▶ EXERCISE INPUT:
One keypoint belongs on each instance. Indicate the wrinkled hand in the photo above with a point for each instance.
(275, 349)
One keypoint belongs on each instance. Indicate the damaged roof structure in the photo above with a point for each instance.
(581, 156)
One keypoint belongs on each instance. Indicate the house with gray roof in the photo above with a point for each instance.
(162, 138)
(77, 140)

▶ PROBLEM REQUIREMENTS:
Each line in the listing needs to be copied exactly.

▶ ANSWER BELOW:
One keypoint belongs on each instance. Indicate the wrinkled hand in the photo above with a point for each instance.
(275, 349)
One keypoint belongs on each instance. Indicate the damaged roof structure in the photo above with a point for each instance.
(581, 156)
One keypoint belongs on each instance. Indicate the house with gray roof in the photo above with a point for each instance.
(162, 138)
(77, 140)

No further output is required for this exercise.